Referring expression data:

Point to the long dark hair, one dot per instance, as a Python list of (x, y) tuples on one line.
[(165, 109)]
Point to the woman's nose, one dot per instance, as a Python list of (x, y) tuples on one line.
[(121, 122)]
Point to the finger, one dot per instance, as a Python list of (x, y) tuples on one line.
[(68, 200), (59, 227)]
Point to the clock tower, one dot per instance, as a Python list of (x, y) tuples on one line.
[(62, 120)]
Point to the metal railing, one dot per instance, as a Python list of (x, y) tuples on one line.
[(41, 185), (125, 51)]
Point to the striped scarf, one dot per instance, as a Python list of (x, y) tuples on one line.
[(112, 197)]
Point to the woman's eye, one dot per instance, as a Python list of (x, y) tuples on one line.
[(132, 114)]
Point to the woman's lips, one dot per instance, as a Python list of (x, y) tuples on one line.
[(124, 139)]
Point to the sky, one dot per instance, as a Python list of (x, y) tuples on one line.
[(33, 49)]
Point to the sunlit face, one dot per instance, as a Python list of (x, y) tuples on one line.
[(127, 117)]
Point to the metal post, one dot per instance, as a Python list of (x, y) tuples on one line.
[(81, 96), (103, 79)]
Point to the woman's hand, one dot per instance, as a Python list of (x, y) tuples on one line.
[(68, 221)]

AIM OF THE EXERCISE »
Each line from the one containing "Point to the sky, one" to the final line above should be written out exactly; please omit the others.

TASK OUTPUT »
Point to the sky, one dot per instance, as a Python list of (x, y) tuples on one line.
[(33, 49)]
Point to the sunlit face, one dot per instance, as a Python list of (x, y) tuples on one line.
[(127, 117)]
Point to the metal post, one dot per instance, as a Python list of (x, y) tuples on one line.
[(81, 96), (103, 79)]
Point to the woman's hand, one dot per instance, as a Python list of (x, y) tuples on one line.
[(68, 221)]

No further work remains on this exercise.